### TASK MATERIAL
□ □ □

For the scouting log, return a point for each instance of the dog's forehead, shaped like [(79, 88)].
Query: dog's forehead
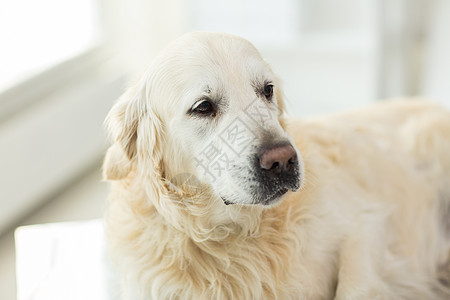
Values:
[(207, 62), (201, 54)]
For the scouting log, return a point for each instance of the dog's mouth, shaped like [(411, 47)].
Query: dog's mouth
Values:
[(275, 197), (272, 199)]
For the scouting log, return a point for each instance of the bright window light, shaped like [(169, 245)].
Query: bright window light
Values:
[(35, 35)]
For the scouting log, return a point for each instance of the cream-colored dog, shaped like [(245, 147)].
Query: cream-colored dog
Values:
[(216, 195)]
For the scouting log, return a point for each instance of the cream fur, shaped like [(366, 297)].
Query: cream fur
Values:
[(368, 223)]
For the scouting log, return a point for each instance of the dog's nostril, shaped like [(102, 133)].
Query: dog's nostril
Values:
[(275, 165), (278, 159)]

□ □ □

### WORK INSTRUCTIONS
Quote all of the data above word for word, omitting the picture.

### RESPONSE TO THIS TASK
For the scouting log, return a point for each instance of the dog's forehead, shaped like [(79, 88)].
Query: dog's forehead
Values:
[(207, 62), (201, 54)]
For the scouting log, return a point for each instance of the dog's mouth, shaped like [(411, 47)].
Query: dog's mouth
Values:
[(275, 197), (272, 199)]
For the scouting log, return a point for each instance of the bright window light, shaped like [(169, 245)].
Query: bright window light
Values:
[(35, 35)]
For the scouting log, return a point for each instance of the cream-colored dog, shaped like [(245, 147)].
Query: cream-colored dog
Values:
[(216, 195)]
For the scouting log, return a point for each instance of the cream fur, shaped like [(366, 297)].
Query: cream fur
Values:
[(368, 223)]
For the scouting log, return a point for each instance of the dog's nostril, shaped like [(102, 133)].
Query: dog's nostril
Values:
[(275, 165), (278, 159)]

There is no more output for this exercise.